→ **Records supplied**:
++++++++

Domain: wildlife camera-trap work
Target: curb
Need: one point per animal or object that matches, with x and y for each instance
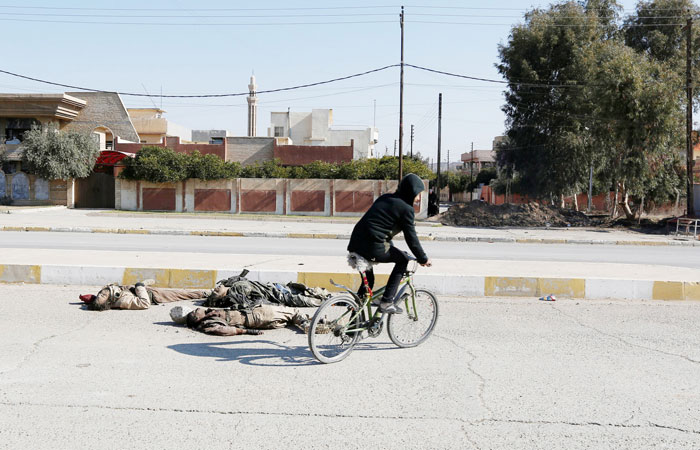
(422, 237)
(458, 285)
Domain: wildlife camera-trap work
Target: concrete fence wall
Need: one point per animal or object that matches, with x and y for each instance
(275, 196)
(25, 189)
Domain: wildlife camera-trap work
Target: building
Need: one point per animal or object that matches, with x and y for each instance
(315, 129)
(153, 128)
(101, 113)
(210, 136)
(475, 160)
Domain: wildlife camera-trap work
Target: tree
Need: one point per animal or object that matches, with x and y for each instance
(55, 155)
(547, 61)
(639, 123)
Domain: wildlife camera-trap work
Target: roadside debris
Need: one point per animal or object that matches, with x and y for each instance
(479, 214)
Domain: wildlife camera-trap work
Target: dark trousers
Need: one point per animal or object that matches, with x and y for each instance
(400, 260)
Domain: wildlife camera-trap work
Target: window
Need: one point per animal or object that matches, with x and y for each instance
(15, 129)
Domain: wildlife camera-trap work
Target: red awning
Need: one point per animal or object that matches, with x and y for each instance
(111, 157)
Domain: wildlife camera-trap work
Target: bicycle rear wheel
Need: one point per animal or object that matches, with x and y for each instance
(416, 323)
(329, 339)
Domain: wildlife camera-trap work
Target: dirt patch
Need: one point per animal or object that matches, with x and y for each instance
(479, 214)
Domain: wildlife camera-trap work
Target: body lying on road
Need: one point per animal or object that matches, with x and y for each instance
(138, 296)
(226, 322)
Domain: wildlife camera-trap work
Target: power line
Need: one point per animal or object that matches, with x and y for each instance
(256, 16)
(239, 94)
(196, 23)
(197, 9)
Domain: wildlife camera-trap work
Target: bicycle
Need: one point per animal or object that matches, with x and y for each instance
(341, 321)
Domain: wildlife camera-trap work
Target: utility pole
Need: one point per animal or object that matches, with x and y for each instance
(590, 189)
(401, 106)
(437, 183)
(471, 164)
(690, 209)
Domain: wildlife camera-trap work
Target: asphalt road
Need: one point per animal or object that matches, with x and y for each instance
(663, 255)
(496, 374)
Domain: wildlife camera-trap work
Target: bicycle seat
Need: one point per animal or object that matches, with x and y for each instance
(359, 263)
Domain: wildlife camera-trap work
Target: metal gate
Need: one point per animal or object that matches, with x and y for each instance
(95, 191)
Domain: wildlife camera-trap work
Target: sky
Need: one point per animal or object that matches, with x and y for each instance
(212, 47)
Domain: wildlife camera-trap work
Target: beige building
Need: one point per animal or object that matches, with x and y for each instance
(152, 127)
(100, 113)
(315, 128)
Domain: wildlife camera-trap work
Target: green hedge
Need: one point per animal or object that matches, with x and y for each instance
(163, 165)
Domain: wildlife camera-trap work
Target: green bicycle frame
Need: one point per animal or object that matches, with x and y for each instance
(367, 303)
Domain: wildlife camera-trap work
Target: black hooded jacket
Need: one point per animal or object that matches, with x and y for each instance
(389, 215)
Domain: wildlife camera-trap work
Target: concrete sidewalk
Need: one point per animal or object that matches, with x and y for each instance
(109, 221)
(449, 277)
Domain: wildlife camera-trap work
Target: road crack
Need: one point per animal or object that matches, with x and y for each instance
(464, 422)
(470, 368)
(623, 340)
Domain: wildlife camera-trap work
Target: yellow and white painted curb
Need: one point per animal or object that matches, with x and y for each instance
(471, 286)
(422, 237)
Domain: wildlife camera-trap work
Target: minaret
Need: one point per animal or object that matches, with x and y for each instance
(252, 107)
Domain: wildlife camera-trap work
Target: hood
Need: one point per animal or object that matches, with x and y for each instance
(410, 186)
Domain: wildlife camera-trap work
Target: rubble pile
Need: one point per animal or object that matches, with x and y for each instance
(479, 214)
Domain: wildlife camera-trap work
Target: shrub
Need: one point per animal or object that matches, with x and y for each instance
(157, 165)
(58, 156)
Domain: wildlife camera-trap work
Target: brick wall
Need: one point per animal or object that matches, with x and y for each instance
(249, 150)
(174, 144)
(258, 196)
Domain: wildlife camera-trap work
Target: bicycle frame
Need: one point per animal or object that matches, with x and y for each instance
(406, 283)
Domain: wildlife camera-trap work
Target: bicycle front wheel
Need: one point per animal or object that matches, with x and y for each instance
(417, 322)
(332, 336)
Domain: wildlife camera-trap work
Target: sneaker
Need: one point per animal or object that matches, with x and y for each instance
(389, 308)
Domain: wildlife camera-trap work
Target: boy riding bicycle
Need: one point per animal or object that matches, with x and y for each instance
(371, 238)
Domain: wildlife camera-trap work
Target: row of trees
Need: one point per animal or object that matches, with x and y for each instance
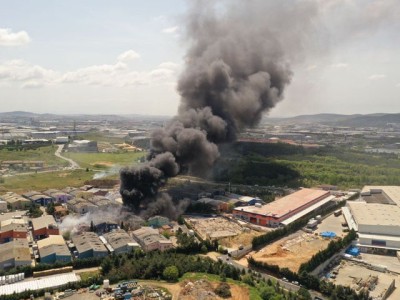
(157, 265)
(262, 240)
(323, 255)
(76, 264)
(311, 282)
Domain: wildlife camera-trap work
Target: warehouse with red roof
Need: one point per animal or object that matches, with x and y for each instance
(275, 213)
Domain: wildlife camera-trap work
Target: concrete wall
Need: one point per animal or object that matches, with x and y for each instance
(389, 244)
(379, 229)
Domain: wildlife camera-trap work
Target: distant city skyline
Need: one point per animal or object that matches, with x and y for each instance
(124, 57)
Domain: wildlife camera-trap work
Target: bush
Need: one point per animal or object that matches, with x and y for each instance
(171, 274)
(223, 290)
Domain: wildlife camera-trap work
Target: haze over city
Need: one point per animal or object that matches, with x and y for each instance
(126, 57)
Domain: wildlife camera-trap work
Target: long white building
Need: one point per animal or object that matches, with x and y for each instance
(376, 218)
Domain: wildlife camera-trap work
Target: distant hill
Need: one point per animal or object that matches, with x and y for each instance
(356, 120)
(110, 117)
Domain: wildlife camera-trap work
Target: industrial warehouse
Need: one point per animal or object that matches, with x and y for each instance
(375, 216)
(285, 210)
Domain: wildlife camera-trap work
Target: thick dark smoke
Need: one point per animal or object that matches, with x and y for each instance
(235, 71)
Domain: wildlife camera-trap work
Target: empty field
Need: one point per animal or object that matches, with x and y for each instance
(105, 160)
(357, 277)
(290, 252)
(45, 154)
(44, 181)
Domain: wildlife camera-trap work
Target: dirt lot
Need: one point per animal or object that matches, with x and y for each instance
(204, 290)
(357, 276)
(230, 233)
(291, 251)
(244, 239)
(332, 223)
(197, 289)
(391, 262)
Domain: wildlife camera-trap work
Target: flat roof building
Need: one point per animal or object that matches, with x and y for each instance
(376, 218)
(14, 254)
(15, 201)
(44, 226)
(53, 249)
(150, 239)
(88, 244)
(274, 213)
(120, 241)
(13, 229)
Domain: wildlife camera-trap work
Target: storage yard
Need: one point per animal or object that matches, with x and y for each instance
(358, 276)
(290, 252)
(230, 232)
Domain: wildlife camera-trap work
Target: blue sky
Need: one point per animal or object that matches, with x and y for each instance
(98, 56)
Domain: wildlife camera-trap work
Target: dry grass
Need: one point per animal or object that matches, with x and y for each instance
(244, 239)
(291, 251)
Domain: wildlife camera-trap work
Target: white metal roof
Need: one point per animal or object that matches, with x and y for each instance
(38, 284)
(307, 210)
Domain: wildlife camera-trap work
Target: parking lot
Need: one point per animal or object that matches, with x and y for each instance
(332, 223)
(358, 276)
(391, 262)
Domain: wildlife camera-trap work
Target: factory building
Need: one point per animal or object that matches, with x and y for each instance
(58, 196)
(158, 221)
(284, 210)
(44, 226)
(118, 241)
(38, 198)
(375, 216)
(53, 249)
(88, 244)
(13, 229)
(3, 206)
(150, 239)
(14, 254)
(15, 201)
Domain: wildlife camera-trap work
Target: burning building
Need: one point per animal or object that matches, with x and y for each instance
(236, 70)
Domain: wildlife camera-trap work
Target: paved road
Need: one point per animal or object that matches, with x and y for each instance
(285, 284)
(73, 164)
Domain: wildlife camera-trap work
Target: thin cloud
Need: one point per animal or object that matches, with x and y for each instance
(171, 30)
(339, 65)
(9, 38)
(128, 56)
(311, 67)
(377, 76)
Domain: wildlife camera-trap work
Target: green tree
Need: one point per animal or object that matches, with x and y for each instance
(223, 290)
(171, 273)
(267, 292)
(50, 208)
(304, 294)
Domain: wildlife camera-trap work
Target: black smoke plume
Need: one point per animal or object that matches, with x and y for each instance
(235, 71)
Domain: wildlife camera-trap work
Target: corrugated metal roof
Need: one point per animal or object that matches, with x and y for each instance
(38, 284)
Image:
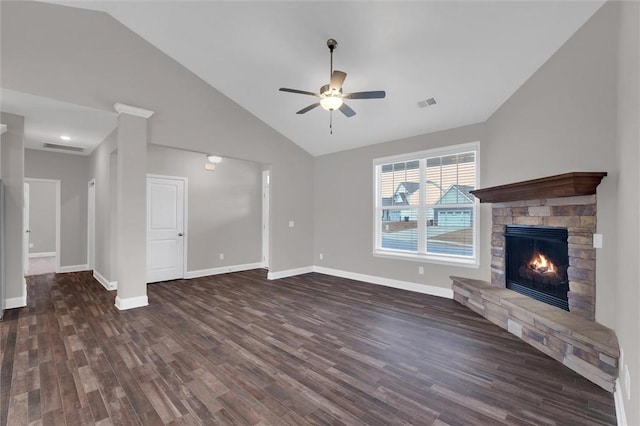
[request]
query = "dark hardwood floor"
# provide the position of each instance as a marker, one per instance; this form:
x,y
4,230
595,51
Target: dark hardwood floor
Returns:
x,y
241,350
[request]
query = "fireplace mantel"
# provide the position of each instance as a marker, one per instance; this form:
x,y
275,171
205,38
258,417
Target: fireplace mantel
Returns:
x,y
564,185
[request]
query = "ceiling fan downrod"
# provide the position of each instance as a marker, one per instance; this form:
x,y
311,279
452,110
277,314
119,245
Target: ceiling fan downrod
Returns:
x,y
332,45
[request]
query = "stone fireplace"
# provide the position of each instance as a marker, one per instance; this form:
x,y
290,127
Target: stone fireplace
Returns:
x,y
576,214
543,264
536,260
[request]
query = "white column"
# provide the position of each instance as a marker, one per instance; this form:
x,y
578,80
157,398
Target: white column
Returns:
x,y
131,228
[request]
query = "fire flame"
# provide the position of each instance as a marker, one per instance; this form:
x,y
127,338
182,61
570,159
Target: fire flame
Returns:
x,y
541,264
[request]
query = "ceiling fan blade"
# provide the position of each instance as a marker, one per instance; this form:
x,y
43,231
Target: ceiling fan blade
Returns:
x,y
346,110
301,92
376,94
337,79
309,108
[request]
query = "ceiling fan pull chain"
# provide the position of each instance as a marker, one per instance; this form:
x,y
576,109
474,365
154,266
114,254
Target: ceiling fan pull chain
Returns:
x,y
330,122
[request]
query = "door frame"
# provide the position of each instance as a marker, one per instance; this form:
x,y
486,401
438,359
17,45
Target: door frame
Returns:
x,y
91,224
185,208
57,182
266,206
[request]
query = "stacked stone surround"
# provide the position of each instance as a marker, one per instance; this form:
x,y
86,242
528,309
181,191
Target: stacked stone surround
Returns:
x,y
573,337
588,348
578,215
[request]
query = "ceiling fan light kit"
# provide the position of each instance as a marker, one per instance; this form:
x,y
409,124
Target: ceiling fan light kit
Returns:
x,y
331,96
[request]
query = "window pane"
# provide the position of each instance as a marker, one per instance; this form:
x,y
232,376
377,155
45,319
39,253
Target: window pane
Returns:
x,y
400,184
400,229
450,178
450,231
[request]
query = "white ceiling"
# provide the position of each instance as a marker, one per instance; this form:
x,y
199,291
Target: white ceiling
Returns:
x,y
47,119
470,56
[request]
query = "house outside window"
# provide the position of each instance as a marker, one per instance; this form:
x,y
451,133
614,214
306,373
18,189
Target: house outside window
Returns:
x,y
423,206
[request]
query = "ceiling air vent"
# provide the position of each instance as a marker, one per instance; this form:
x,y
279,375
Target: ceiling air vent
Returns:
x,y
427,102
62,147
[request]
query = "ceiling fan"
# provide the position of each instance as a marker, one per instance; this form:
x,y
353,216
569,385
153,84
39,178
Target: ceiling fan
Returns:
x,y
331,96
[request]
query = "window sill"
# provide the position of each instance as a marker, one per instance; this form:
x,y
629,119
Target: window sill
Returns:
x,y
424,258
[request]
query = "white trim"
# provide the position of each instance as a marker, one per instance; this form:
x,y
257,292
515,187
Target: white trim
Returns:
x,y
222,270
109,285
131,110
621,416
74,268
289,273
443,260
131,302
42,254
388,282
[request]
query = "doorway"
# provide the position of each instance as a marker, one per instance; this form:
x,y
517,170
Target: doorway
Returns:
x,y
266,182
42,226
91,224
166,230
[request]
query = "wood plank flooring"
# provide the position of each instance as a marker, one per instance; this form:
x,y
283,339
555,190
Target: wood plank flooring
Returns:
x,y
237,349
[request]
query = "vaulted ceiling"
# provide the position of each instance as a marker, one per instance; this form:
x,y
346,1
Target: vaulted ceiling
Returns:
x,y
469,56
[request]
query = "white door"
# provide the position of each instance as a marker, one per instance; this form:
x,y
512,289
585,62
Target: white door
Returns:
x,y
265,218
25,234
165,229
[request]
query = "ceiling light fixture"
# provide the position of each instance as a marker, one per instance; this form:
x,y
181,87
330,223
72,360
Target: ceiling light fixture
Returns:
x,y
332,100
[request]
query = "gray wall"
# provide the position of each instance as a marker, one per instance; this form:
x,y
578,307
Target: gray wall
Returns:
x,y
563,119
100,169
106,63
224,206
628,203
578,112
73,173
12,173
42,216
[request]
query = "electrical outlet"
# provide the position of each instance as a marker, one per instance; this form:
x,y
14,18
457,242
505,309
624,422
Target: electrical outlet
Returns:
x,y
627,382
597,240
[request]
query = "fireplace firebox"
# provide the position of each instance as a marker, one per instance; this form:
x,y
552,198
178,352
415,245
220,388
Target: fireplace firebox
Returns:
x,y
536,263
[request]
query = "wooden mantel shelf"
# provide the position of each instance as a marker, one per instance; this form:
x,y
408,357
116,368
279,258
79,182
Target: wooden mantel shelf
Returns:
x,y
564,185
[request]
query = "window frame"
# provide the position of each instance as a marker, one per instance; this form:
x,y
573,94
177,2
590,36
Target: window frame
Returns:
x,y
421,156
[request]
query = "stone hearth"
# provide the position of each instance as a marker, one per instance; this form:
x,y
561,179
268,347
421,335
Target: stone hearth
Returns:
x,y
573,338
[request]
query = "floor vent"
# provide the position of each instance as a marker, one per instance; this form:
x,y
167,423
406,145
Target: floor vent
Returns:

++++++++

Retyping should start at the first line of the data above and stop after the line with "Target: roadside debris", and no picture should be included.

Domain: wildlife camera-trap work
Target: curb
Need: one point per animal or object that matches, with x and y for each instance
(422, 237)
(458, 285)
Domain: wildlife camera-trap work
Target: concrete fence wall
Need: one point per animal or object that matches, with x and y for each instance
(275, 196)
(25, 189)
Domain: wildlife camera-trap work
Target: building
Need: one point per animal or object that matches, with x and y for each instance
(315, 129)
(153, 128)
(101, 113)
(210, 136)
(475, 160)
Domain: wildlife camera-trap work
Target: tree
Need: one point per animal or object that matches, with x and y for each instance
(55, 155)
(547, 61)
(639, 123)
Domain: wildlife camera-trap work
Target: roadside debris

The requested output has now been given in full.